EXERCISE AIM: How many lines of the material contain the string "shoulder"? Case counts; give only the number.

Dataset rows
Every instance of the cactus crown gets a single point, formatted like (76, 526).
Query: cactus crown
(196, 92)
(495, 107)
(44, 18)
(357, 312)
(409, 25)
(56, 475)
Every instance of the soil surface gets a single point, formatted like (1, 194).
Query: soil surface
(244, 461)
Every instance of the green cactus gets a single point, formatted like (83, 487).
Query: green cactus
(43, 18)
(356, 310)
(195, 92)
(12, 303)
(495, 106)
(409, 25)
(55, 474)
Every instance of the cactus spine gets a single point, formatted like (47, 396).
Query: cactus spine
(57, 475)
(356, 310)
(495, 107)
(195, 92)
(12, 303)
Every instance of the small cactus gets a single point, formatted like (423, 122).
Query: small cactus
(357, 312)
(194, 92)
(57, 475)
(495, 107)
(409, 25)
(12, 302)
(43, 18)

--

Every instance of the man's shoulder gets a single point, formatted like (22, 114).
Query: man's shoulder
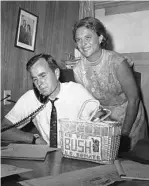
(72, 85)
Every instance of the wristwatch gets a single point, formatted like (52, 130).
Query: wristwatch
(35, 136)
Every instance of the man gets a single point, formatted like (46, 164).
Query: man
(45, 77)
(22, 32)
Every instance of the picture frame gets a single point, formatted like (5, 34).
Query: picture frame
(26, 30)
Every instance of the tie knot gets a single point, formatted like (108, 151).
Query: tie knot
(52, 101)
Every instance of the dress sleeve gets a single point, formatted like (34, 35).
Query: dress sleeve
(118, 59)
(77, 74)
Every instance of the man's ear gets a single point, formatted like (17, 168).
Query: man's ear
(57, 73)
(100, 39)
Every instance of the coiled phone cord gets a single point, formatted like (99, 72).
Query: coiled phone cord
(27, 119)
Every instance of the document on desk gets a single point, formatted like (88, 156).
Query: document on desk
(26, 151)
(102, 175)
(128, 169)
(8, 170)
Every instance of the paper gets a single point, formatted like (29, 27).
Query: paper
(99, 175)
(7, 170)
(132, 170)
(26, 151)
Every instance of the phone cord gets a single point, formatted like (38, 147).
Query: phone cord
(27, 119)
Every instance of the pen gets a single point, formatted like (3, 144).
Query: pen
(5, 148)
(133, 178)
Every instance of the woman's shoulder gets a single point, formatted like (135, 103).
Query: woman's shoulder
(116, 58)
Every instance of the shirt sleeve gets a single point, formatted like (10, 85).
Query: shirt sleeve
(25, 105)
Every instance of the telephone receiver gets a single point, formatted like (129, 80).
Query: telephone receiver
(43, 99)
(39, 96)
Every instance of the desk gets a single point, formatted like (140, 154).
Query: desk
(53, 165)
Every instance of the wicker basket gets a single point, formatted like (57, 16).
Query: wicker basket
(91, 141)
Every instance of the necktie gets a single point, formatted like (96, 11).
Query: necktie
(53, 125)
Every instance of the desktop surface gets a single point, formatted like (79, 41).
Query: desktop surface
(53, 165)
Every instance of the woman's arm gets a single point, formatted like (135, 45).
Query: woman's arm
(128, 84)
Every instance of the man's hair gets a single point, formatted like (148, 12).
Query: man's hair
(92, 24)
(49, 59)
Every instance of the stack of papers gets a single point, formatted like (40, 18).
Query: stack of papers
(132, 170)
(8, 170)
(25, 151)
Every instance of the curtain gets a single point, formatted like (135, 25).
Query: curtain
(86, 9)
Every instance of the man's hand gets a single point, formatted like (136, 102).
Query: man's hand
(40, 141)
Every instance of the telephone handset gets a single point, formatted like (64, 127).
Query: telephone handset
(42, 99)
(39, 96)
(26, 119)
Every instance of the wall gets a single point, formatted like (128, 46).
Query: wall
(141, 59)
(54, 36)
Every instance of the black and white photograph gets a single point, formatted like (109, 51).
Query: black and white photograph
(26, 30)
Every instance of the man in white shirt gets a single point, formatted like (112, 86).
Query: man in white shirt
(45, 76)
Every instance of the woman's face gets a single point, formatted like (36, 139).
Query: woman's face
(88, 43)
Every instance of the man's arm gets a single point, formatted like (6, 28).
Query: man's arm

RESULT: 4